SUPPLIED TEXT:

Self-sufficiency stalled
Casino money was supposed to cut tribes' dependence on federal funding and help members get off welfare.
But the tribes have coupled casino money with federal money to maximize spending, adding some services they could not afford on casino money alone.
The Yaquis have increased their spending of federal tax dollars per tribal members by 73 percent since 1997, federal tax audit records show. Adjusted for inflation, spending went from $999 per person in 1997 to $1,731 in 2005, the most recent year for which records were available.
O'odham federal spending went down by about 10 percent in that time, when adjusted for inflation, from $1,274 to $1,149 per member. The tribe spent $32.1 million last year on Tohono O'odham Community College, public safety and diabetes prevention, among other programs, audit reports show.
Norris said the tribe won't ask for less because the federal government is obligated to care for indigenous people in payment "for taking our land."
Tribal leaders said they are making the most of everything available to them instead of merely getting by with what the government gives them, the way they did before casinos.
"That's a complete new day from being told, 'Congress appropriated "X" and that's what you get,' " said Margo Cowan, who served as general counsel to the Tohono O'odham Nation during three administrations.
The O'odham's new dialysis center was built with casino money, but the federal government will pay the continuing expense to staff it.
"There would never be enough money on the (Indian Health Service) side to build a new clinic or build a dialysis center," Cowan said. "On the gaming side, it would have been quite a stretch to not just build it but staff it forever."
The O'odham Nation relies on grants from the U.S. Department of Housing and Urban Development to build new homes. Norris estimated 500 members need housing, but the tribe is exploring ways to use gaming money to meet the need.

TASKS:
1. List every per-person spending figure, in dollars, that the tribal funding text gives.
2. Repeat the part of the tribal funding text that begins at the words "Self-sufficiency stalled" and stops after "casino money alone.", renaming "welfare" as "public assistance".
3. According to the tribal funding text, what will the federal government pay for at the O'odham's new dialysis center?
The rows that come next have no connection to the tribal funding text.

SOURCE MATERIAL:
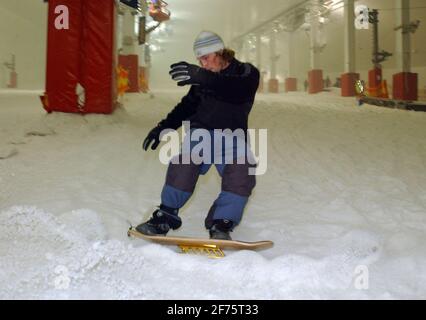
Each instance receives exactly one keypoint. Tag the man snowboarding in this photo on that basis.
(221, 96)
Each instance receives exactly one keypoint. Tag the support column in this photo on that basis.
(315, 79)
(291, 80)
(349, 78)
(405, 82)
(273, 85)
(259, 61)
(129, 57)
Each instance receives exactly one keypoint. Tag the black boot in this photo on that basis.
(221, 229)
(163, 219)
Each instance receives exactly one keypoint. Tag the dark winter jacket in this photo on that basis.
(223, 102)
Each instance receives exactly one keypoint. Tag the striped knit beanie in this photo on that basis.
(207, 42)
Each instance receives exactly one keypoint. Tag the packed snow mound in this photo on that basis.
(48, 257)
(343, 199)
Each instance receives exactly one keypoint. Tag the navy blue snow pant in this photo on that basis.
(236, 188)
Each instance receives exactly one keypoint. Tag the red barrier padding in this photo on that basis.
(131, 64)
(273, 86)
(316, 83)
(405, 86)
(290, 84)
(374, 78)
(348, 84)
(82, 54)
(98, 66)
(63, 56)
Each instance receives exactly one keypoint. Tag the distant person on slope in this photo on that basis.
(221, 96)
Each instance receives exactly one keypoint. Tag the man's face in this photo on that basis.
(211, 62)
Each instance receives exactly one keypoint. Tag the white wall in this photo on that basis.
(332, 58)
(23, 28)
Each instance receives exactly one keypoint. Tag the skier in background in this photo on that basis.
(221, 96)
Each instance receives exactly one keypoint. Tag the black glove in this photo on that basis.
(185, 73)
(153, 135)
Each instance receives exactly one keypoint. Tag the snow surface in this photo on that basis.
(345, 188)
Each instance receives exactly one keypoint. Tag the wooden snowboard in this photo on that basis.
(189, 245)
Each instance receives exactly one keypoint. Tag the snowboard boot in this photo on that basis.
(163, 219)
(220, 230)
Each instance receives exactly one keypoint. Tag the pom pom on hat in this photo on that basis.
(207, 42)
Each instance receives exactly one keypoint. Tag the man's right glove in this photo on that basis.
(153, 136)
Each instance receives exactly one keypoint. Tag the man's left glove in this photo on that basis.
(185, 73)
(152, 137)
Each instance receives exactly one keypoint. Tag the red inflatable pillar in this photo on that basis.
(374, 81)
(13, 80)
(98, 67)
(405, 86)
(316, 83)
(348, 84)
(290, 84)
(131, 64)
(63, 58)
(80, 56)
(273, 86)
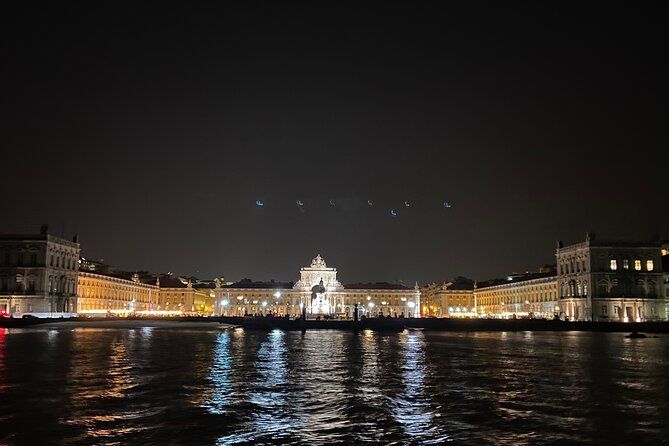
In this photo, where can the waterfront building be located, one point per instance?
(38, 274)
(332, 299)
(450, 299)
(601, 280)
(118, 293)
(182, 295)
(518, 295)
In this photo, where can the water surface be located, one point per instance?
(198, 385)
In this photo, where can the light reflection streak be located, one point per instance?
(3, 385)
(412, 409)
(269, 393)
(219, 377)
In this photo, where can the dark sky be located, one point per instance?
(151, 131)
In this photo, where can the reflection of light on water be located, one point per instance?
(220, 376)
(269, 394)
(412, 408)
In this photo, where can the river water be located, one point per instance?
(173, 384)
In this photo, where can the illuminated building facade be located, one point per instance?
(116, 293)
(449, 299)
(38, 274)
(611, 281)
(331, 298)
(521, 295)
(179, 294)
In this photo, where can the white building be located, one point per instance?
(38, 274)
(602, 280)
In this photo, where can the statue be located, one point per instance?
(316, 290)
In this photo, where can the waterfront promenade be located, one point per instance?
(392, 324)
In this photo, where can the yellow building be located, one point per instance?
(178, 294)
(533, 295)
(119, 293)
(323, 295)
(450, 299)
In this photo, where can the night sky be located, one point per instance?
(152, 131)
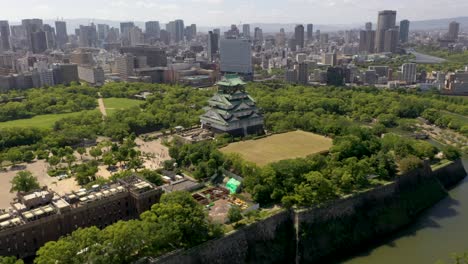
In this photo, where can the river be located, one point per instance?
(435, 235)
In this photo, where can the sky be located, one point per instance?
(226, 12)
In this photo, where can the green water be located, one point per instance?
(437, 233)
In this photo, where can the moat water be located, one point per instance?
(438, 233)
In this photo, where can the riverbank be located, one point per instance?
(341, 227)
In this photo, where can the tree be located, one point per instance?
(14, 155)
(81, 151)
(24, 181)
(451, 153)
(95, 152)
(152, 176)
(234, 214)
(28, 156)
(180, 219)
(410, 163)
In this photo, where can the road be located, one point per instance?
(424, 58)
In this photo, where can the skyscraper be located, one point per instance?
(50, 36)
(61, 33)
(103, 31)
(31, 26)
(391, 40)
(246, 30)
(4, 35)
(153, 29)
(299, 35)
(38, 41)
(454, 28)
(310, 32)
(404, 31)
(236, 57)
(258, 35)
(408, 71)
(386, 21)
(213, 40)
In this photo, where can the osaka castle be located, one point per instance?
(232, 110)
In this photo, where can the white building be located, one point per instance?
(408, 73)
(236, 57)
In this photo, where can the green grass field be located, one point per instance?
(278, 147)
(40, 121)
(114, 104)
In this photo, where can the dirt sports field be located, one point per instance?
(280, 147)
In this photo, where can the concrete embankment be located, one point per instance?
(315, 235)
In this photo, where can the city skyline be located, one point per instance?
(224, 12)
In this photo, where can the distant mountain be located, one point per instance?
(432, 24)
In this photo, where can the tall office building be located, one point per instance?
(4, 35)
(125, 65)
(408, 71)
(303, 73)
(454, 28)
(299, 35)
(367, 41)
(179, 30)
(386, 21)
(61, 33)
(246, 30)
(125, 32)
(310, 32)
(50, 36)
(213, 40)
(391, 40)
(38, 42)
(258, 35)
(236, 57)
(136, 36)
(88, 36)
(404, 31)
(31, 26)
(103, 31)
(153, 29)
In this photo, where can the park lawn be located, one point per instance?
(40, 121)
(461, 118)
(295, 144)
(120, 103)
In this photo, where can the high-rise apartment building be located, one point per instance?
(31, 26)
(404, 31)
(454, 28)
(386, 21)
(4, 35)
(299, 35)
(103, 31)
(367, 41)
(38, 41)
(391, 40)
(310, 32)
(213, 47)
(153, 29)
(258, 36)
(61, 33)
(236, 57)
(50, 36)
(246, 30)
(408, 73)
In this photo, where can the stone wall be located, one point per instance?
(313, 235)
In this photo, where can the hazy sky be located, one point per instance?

ANSWERS:
1.
$999
$1,731
$1,274
$1,149

2.
Self-sufficiency stalled
Casino money was supposed to cut tribes' dependence on federal funding and help members get off public assistance.
But the tribes have coupled casino money with federal money to maximize spending, adding some services they could not afford on casino money alone.

3. The continuing expense to staff it.